Extracted data entries:
- Opening Delimiter -

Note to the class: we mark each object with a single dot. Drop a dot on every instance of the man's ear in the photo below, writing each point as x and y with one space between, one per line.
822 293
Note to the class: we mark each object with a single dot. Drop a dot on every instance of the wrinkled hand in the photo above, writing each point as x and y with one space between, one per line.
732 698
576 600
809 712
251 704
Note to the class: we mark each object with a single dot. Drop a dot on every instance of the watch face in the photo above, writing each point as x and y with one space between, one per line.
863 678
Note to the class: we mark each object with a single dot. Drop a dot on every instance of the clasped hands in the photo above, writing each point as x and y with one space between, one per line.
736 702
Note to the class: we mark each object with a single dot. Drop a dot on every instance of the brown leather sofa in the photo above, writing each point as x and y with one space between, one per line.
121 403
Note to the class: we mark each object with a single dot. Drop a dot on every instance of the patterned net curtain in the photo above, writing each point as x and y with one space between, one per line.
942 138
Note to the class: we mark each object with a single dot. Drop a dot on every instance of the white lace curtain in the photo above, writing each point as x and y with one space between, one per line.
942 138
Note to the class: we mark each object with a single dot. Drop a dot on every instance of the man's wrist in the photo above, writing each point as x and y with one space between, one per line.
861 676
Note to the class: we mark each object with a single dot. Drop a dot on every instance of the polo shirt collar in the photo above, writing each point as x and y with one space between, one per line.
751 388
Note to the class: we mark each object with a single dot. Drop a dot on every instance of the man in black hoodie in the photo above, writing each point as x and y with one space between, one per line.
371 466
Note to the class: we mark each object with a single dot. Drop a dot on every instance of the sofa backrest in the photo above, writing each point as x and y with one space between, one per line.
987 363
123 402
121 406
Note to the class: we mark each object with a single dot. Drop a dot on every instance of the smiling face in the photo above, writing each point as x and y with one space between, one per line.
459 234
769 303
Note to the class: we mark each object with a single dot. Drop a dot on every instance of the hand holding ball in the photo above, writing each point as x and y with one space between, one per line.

- Closing Delimiter -

◆ **YOUR GOAL**: Please restate the preceding entries word for word.

◆ **EXPECTED ANSWER**:
Note to the class: we mark each object with a single dot. Drop a dot on every instance of the man's ear in the photo below, writing each point as x and y with one space between, one per line.
822 293
Note to the class: we mark each object with a single dot. Drop a dot on every instance of the wrinkled hand in the photo above, writing each point as x and y with one space between, one per line.
732 698
576 600
809 712
251 704
Note to the class: we mark each object with a single dot. Drop a dot on every instance of the watch face in the photo above, writing each point as x and y with one space between, one per line.
863 678
Note to the class: we mark each object with a single dot. Drop a dot on every instance of the clasped hands in the photo above, writing each point as x and y with one space between, one per line.
736 702
Note to the class: we mark each object with a single dot. Drop a dot on every instance of the brown leather sofa in the photo above, writing each point as x and y with one space between, one per line.
121 403
Note to the class: we mark each object with a single dot. Drop a dot on every instance of the patterned net curtain in the photo above, writing each point as x and y with one space between, one per line.
942 138
Note to the class: we mark each object with a single dot. Drop a dot on every instance of the white lace curtain in the photo above, writing each point as x and y with one space between, one per line.
942 138
Note to the class: we mark each object with a single dot. Drop a dot on every instance of the man's wrist in the photo above, writing each point as x and y with one space between, one per line.
861 676
Note to the class: we mark each object with a single dot. Drop a dot on every instance of the polo shirt collar in the photo above, writing each point as x and y with one space between, one per line.
751 388
Note to the class: we mark each object with a single dot. Drop a dot on every instance of the man in black hoodie in the photo above, writing each point as x and y with one space between, one per line.
371 466
Note to the class: we mark each object with a single dot. Drop a dot on every instance of the sofa backrest in the photo above, writing each point as x and y with one space between, one per line.
987 363
123 402
121 406
Note to the class: we mark each object with a single dot. Drop a dot on every instance of the smiling face in the photo above, writing each point as x and y with one space between, one per line.
459 234
769 303
Note to the class: we mark each object with a single dot. Drop a dot on every instance of the hand holding ball in the photo above, writing each point as x and y with one space between, one per line.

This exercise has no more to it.